• Data excerpts:
··········

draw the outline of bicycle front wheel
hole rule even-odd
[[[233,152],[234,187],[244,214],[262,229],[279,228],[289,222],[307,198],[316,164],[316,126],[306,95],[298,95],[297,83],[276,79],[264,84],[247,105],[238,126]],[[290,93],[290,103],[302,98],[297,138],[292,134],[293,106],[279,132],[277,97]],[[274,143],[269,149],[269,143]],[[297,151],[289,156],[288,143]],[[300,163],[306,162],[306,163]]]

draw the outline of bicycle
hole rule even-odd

··········

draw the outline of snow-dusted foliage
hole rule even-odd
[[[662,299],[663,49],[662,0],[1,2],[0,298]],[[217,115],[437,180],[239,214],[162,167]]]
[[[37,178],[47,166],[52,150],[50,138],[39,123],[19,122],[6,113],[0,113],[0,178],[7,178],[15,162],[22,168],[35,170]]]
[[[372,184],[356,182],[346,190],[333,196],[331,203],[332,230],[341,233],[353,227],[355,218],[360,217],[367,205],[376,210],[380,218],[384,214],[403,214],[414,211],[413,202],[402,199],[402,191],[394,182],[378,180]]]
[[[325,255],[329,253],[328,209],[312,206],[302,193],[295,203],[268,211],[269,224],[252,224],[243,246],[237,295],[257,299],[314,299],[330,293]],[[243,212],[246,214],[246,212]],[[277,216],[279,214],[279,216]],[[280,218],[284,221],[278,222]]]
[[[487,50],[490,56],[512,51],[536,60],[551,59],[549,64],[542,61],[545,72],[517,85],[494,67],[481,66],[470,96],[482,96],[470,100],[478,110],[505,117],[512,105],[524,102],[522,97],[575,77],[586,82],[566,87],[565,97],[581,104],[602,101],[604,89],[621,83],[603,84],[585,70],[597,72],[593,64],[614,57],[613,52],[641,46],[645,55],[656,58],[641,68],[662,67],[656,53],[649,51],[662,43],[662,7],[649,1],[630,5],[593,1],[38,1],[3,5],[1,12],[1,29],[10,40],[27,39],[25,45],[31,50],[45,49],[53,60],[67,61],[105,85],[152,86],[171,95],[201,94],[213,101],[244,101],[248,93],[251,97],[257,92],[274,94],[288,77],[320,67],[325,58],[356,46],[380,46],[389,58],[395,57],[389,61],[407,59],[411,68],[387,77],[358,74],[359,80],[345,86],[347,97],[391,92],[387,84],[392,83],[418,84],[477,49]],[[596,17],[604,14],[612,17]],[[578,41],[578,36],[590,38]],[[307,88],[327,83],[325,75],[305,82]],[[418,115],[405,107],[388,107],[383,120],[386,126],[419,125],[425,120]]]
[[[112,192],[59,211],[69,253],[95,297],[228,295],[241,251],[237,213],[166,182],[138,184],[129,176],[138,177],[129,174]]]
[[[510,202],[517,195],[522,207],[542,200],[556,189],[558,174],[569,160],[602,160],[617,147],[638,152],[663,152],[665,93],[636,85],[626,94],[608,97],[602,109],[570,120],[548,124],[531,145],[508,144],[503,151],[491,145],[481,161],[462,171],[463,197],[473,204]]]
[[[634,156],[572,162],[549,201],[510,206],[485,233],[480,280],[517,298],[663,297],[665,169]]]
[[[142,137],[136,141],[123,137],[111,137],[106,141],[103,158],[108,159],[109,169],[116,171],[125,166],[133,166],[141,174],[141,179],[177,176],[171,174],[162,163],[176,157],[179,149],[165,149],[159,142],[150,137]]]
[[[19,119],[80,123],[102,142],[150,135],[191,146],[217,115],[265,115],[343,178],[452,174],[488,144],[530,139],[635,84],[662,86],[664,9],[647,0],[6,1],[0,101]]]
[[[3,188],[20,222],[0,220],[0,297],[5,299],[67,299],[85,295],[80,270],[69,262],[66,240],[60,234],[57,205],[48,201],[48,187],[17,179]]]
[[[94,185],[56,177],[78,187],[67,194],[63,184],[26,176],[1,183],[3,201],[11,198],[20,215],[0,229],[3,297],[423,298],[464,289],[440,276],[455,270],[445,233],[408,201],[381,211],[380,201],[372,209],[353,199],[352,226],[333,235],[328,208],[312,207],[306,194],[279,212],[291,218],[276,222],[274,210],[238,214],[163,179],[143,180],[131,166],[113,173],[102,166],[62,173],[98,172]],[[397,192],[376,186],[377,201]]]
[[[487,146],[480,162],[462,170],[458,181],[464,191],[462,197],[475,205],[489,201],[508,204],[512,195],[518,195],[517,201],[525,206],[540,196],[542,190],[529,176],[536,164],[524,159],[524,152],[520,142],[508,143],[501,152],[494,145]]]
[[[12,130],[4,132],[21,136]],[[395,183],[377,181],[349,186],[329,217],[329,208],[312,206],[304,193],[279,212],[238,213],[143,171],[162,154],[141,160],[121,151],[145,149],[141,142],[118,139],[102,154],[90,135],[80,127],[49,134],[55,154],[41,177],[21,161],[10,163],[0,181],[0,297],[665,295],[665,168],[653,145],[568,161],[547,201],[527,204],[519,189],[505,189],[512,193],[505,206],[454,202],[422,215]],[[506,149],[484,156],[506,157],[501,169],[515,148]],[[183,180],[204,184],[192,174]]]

··········

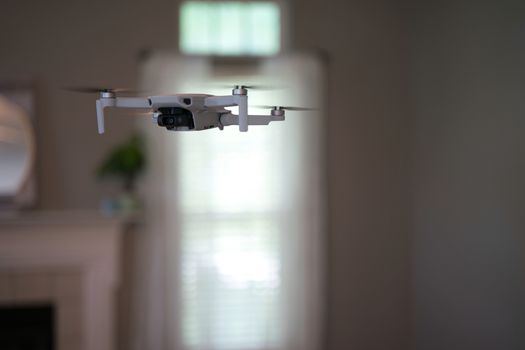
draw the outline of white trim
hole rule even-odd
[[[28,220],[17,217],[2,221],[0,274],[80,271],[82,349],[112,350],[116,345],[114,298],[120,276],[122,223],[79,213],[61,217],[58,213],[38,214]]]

··········

• What you have to do: Once a line of the records is found to contain "bicycle", copy it out.

• Expected answer:
draw the outline of bicycle front wheel
draw the outline of bicycle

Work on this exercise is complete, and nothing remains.